Lista de tarefas:
**1.** Edite a parte da crónica que começa nas palavras "Ao contrário de" e acaba em "para outro dia.)", pondo "palácio" no lugar de "castelo".
**2.** De que cor eram os cabelos da princesa do reino transparente, segundo a crónica?
**3.** Prolongue a crónica a partir da última frase apresentada.

Excerto da crónica:
Também percebi que os outros príncipes e princesas, cada um no seu reino, afinal não eram quase iguais a mim... Tinham outras Mamãs, tinham outros fios e alguns tinham até umas máquinas amiguinhas (digo eu) que as senhoras-fadas com os dedos de algodão carregavam.
No reino transparente mesmo à frente do meu, havia uma princesa de cabelos cor do sol e olhos arregalados, a quem tinham feito um desenho no sítio que faz tum-tum, que gritava alto e talvez por isso, vinham muitas máquinas iluminadas e senhores de ar sério para a espreitar. (Nunca mais a vi!)
E iam e vinham, e iam e vinham...novos príncipes e novas princesas... Mas eu continuava cá."

Um berço e um balão

O Era uma vez é uma crónica escrita em modo ainda barrigão, porque a verdadeira história não foi bem assim...ou antes, até foi mas parou em "E, por entre colos fininhos e colos mais gordos...".
A verdadeira história continua assim:

"E por entre colos fininhos e colos mais gordos, quase escangalhados como um bolo-rei, senti muito frio e uma fraqueza tal que só me apetecia gritar. Um grito que não saia bem alto, um grito baixinho, quase surdo e que me tirava as forças. Por entre todos os trapos azuis que me envolviam, espreitavam uns olhos assustados que me abanavam persistentemente. Só queria voltar lá para aquela almofada e ter a minha fitinha de volta. Restava-me um ser aveludado e castanho-mel de olhos redondos e imóveis encostado à minha barriga. 
E, no meio de toda esta balbúrdia de estranheza, senti uma lancinante e feroz agulha no pé da qual saiu uma gota vermelha que ditou o meu destino durante dias e dias.
Ao contrário de todos os outros princepes e princesas, eu e aquele ser castanho-mel (o inseparável Amiguinho) abandonamos a Mamã, o berço e o balão e avançamos pelos corredores soturnos daquele castelo até um lugar quentinho, recheado de outros princepes e princesas quase iguais a mim. (A crónica do meu dia-a-dia neste lugar encantado merece um destaque especial e fica para outro dia.)

Informação registada:
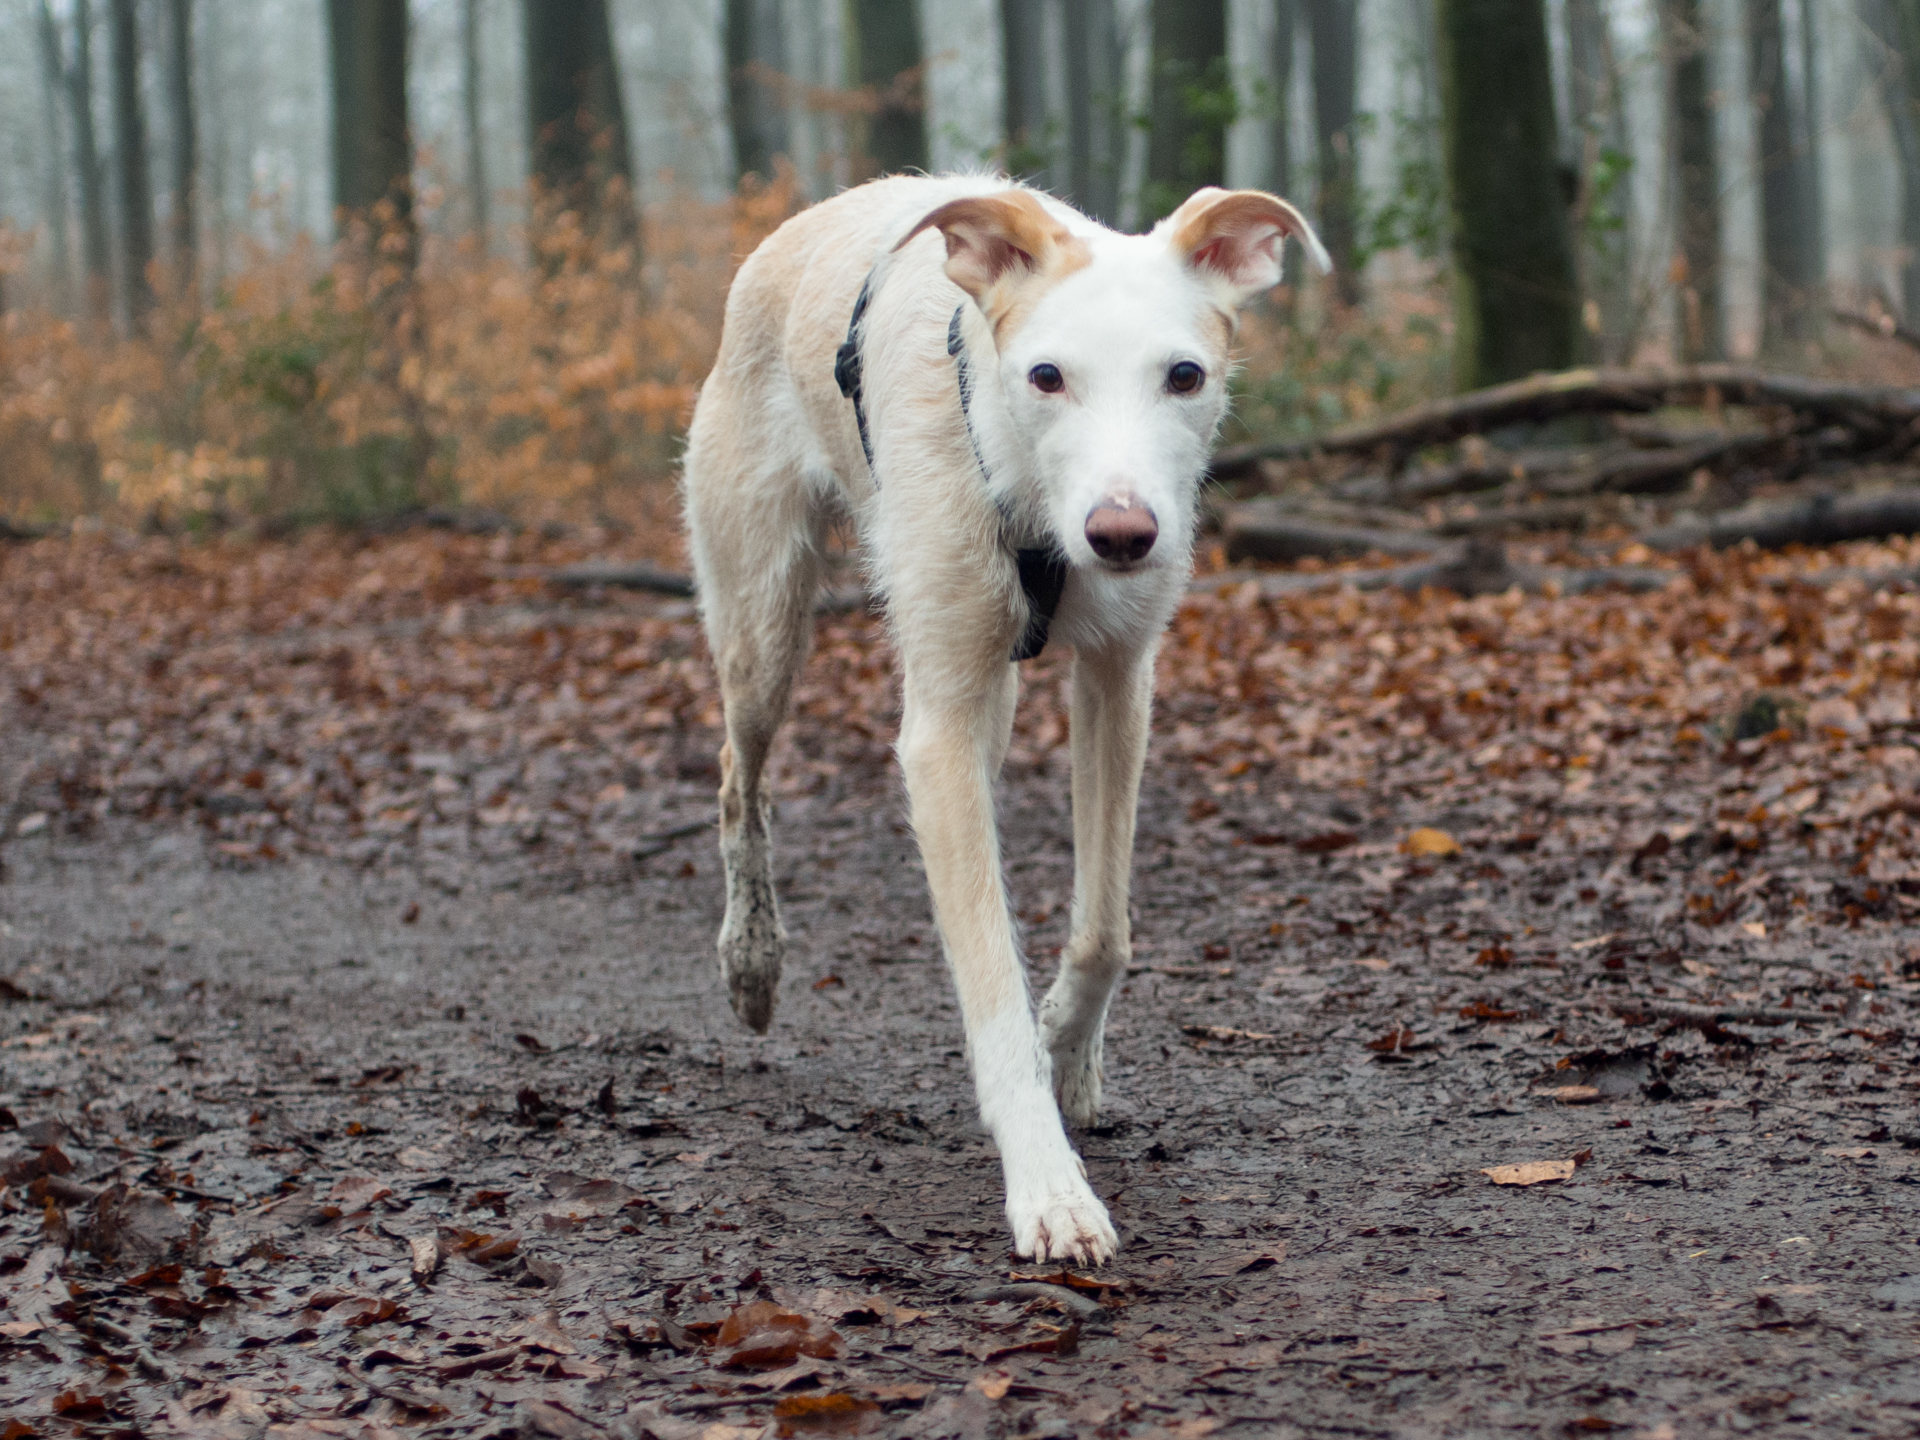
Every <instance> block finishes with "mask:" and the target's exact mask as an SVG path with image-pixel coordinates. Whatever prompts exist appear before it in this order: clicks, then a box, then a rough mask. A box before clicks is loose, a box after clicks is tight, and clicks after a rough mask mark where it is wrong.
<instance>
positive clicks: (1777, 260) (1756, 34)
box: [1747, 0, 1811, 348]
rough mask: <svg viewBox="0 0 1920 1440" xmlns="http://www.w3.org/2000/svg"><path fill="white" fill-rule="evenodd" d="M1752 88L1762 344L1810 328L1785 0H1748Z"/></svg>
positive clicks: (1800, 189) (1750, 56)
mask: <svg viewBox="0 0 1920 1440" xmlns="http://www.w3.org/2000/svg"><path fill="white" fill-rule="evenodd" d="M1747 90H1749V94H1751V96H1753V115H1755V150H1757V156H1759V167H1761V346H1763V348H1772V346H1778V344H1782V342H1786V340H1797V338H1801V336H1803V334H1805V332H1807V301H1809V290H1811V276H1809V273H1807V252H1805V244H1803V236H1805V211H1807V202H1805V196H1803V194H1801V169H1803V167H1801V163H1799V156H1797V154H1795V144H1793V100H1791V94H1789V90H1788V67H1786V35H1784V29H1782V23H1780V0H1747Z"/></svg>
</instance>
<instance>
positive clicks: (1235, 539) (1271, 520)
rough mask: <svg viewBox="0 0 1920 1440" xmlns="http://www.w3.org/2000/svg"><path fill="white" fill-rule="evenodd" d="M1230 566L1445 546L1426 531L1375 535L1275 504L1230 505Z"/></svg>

Respostas às tarefas:
**1.**
Ao contrário de todos os outros princepes e princesas, eu e aquele ser castanho-mel (o inseparável Amiguinho) abandonamos a Mamã, o berço e o balão e avançamos pelos corredores soturnos daquele palácio até um lugar quentinho, recheado de outros princepes e princesas quase iguais a mim. (A crónica do meu dia-a-dia neste lugar encantado merece um destaque especial e fica para outro dia.)

**2.** Cor do sol.

**3.**
Onde estava a minha Mamã? Sozinha. Sozinha com um berço vazio do lado ainda com os lençóis quentes, voltados para trás como que à espera que eu voltasse. Sozinha com um balão azul atado ao berço por um imóvel fio de seda. Sozinha com o choro vigoroso dos princepes e princesas das Mamãs das camas do lado. 
E a Mamã assustada, o berço que arrefeceu e o balão imóvel, esperaram toda a noite que eu voltasse para este reino que era o meu. E, assim foi nos três dias seguintes."


quinta-feira, 20 de dezembro de 2012

Era uma vez...


Era uma vez, era uma vez uma barriga que mais parecia um balão, daqueles balões rechonchudos que nos dão vontade de apertar com as pontas dos dedos quase até estoirar, mas sem que estourem...Era uma vez, dois pés que mais pareciam duas bolinhas com uns palitinhos a espreitarem na ponta.... Era uma vez uma Mamã de um quase uma vez bebé...
Sem saber como fazer, empurrei mil e uma vezes a almofada para sentir se me ouviam...Até que, notei um rebuliço, parece que já tinham percebido! Mal sabia eu, que confusão aí vinha, por isso, vou deixar para outro dia, a história que vai do Era uma vez um quase bébé, para contar a história do Era uma vez o bébé, que sou eu, até porque, é uma bonita, mas cansativa história.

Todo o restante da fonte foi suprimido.